What you will do:
From the line that contains "Target: blue-roofed building" through the line that contains "Readme: the locator spots each instance of the shrub", output every line of the listing below exactly and leave out all the rest.

*** Opening of Extracted information ***

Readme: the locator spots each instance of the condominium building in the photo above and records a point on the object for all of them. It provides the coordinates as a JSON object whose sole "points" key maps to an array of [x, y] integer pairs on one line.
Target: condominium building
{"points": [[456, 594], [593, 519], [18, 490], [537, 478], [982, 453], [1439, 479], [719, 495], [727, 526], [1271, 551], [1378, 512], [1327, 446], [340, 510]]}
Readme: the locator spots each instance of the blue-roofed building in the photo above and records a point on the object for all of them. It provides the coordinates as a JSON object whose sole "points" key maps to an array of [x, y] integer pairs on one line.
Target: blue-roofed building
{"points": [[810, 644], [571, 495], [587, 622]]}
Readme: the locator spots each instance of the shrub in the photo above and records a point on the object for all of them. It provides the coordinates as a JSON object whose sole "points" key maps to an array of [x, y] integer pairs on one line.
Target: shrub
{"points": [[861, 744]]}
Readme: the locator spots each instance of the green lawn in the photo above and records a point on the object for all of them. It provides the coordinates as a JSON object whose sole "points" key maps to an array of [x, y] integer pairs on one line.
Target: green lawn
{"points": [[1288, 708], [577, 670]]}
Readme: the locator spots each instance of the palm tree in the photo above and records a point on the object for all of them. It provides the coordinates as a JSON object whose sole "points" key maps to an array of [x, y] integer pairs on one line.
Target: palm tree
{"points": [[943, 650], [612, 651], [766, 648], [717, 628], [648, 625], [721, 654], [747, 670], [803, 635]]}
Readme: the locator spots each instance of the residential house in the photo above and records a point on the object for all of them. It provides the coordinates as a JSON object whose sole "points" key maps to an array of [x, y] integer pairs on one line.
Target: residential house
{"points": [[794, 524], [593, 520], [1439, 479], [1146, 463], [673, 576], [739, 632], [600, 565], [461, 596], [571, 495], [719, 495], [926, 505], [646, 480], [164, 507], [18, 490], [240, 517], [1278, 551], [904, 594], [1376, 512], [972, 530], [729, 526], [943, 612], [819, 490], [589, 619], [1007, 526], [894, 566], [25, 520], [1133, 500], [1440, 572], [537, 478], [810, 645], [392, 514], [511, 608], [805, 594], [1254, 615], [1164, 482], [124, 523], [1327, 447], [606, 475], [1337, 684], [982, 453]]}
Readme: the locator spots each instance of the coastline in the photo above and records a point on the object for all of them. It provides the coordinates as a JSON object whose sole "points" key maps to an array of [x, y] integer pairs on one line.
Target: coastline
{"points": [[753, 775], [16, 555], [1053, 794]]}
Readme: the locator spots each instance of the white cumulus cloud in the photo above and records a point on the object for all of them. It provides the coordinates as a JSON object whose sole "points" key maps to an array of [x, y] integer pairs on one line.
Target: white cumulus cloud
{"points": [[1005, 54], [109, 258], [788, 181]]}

*** Close of Extracted information ***

Answer space:
Target: blue-roofed building
{"points": [[810, 644], [571, 495], [587, 622]]}
Readme: the locator spots each instance of the shrub in the photo above and records a point on the object for all of them. It provides the coordinates as a JSON object whose sole "points" key maps to an array of [x, y] integer pairs on one line.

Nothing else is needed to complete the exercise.